Wednesday, August 30, 2006

Astercote; A Stitch in Time - Penelope Lively

I'm starting to detect a trend with Penelope Lively's books: she's an author who likes to have her characters travel in time - mentally/psychologically rather than physically.

Astercote

Peter and Mair Jenkins move to live in a new housing estate near the old Cotswold village of Astercote when their father becomes headmaster of the school there. They meet up with a man named Goacher, in the woods near Astercote; he is the son of the Tranter family who farm the land around and is a bit simple. Goacher keeps a chalice hidden in the woods, which the villagers believe ward off the plague by which the village of Astercote was destroyed in the Middle Ages and the ruins of which have long since been swallowed up by the woods. However, when the chalice goes missing, the villagers all believe they are contracting the plague, and barricade themselves in against outsiders. Peter and Mair, with Evadne the district nurse, try to find Goacher, believing he has moved the chalice, so that life can return to normal, but things are more complicated than they seem. And Mair is seeing and hearing things that aren't there...

- **TASK INSTRUCTIONS**: Reproduce the review starting at "Astercote; A Stitch" and ending at "rather than physically.", putting "novels" in place of "books".

- **MATERIAL SUPPLIED**:
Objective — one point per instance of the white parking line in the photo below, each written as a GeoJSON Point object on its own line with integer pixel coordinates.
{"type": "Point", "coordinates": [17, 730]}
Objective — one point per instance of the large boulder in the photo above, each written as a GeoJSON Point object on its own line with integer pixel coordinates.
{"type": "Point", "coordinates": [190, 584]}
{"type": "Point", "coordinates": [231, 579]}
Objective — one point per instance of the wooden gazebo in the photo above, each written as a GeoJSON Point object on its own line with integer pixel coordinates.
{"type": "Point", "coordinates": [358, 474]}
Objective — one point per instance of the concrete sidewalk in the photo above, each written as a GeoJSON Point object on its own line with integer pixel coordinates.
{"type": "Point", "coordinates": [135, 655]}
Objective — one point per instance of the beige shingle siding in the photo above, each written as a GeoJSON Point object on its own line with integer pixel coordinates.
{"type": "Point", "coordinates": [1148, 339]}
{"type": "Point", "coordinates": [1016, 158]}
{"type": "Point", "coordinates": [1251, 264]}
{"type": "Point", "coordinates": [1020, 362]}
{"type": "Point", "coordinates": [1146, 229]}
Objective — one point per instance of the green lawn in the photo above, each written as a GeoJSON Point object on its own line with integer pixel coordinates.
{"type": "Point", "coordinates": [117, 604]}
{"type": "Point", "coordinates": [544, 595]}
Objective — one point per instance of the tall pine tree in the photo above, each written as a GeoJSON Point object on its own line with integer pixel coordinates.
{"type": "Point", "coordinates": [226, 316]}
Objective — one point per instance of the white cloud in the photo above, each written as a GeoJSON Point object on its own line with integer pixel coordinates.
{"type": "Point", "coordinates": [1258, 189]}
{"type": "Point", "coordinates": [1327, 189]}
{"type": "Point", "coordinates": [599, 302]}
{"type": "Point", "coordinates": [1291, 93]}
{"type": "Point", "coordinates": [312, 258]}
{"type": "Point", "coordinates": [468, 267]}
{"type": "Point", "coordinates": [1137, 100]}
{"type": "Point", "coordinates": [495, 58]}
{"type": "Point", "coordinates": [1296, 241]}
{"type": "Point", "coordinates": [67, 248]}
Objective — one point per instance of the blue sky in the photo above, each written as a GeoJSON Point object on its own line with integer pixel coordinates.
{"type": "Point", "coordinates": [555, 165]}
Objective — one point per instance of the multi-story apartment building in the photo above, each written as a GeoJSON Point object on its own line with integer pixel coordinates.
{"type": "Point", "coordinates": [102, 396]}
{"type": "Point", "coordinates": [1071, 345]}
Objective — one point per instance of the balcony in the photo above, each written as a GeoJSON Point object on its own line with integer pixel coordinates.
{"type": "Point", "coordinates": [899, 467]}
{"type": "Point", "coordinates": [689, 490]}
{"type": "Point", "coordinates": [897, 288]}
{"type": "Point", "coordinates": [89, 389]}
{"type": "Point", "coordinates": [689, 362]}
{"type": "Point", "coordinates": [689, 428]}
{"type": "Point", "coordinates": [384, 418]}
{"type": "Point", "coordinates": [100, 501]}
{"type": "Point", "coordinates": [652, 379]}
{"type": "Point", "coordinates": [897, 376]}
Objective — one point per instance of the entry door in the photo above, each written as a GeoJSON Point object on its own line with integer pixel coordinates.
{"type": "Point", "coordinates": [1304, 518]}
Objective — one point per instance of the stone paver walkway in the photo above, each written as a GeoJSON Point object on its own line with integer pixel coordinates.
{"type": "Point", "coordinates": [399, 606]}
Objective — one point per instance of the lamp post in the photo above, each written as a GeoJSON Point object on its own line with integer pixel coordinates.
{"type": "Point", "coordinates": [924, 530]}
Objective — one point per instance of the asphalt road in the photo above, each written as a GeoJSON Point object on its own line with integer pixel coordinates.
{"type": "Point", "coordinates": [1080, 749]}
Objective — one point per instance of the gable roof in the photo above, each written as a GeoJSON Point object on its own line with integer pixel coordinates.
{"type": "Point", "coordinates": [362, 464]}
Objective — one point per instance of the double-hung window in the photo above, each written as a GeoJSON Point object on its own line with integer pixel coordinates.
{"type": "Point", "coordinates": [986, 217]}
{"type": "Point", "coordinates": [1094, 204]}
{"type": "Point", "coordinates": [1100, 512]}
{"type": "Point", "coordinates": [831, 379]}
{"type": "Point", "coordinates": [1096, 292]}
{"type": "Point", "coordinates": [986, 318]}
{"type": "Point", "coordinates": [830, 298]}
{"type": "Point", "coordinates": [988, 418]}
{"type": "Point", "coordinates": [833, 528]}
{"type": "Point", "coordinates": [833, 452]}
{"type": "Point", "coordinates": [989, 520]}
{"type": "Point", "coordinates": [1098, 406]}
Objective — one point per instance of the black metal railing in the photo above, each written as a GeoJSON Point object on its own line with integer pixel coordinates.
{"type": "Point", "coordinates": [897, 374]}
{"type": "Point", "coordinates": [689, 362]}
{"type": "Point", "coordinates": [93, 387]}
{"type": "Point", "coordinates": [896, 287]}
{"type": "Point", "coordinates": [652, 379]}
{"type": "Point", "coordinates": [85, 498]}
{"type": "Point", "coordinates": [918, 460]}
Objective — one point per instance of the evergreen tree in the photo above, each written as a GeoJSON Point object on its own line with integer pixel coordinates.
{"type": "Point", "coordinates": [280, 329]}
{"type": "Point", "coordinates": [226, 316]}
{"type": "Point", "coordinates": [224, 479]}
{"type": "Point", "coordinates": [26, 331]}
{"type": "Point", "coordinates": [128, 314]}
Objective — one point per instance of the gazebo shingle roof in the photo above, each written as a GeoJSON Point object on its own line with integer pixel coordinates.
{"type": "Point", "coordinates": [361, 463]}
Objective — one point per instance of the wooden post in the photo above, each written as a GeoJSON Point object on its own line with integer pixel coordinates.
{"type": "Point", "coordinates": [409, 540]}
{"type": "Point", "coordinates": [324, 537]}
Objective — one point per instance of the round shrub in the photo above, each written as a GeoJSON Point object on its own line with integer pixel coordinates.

- **OUTPUT OF THE EXERCISE**:
Astercote; A Stitch in Time - Penelope Lively

I'm starting to detect a trend with Penelope Lively's novels: she's an author who likes to have her characters travel in time - mentally/psychologically rather than physically.